* [К выполнению]:
a: Пожалуйста, продублируйте часть текста об иконописи: начните со слов «Весь XVII век» и остановитесь после слов «отступления от канона.».
b: Для какой церкви, согласно тексту об иконописи, была написана икона «Великий архиерей»?
c: Определите, соответствуют ли тексту об иконописи утверждения (i), (ii) и (iii). Для каждого ответьте «да» или «нет» и приведите решающие слова текста дословно.
(i) Священники XVII века спокойно относились к отступлению иконописи от канона.
(ii) Изображения реальных исторических деятелей впервые появились в русской иконописи в XVII веке.
(iii) Икона «Великий архиерей» была написана в 1656–1657 годах.

* [Цитируемый текст]:
Но уже здесь ясно видны попытки
художника изобразить узнаваемое, со своими индивидуальными чертами лицо.
Изображения реальных исторических деятелей появлялись в русской
иконописи и раньше, но индивидуальные черты, реальные детали стирались в
символических, идеализированных образах. То были иконы, написанные о
реальных людях; теперь перед нами портреты, в исполнении которых
сказывается иконописная традиция, и только.
Весь XVII век в иконописи идет
постепенное отступление от канона, и священники относятся к этому вполне
спокойно, без каких-либо треволнений… Не говоря уже о преследованиях за
«ересь».
В такой известной иконе Симона Ушакова,
как «Великий архиерей», написанной для церкви Троицы в Никитниках
(1656–1657), появляются элементы реализма, явные отступления от канона.

* [Состав данных]:
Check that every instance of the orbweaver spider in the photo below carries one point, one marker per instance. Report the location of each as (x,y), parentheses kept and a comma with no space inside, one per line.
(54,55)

* [Результаты заданий]:
a:
Весь XVII век в иконописи идет
постепенное отступление от канона, и священники относятся к этому вполне
спокойно, без каких-либо треволнений… Не говоря уже о преследованиях за
«ересь».
В такой известной иконе Симона Ушакова,
как «Великий архиерей», написанной для церкви Троицы в Никитниках
(1656–1657), появляются элементы реализма, явные отступления от канона.

b: Для церкви Троицы в Никитниках.

c:
(i) Да: «священники относятся к этому вполне спокойно».
(ii) Нет: «Изображения реальных исторических деятелей появлялись в русской иконописи и раньше».
(iii) Да: «написанной для церкви Троицы в Никитниках (1656–1657)».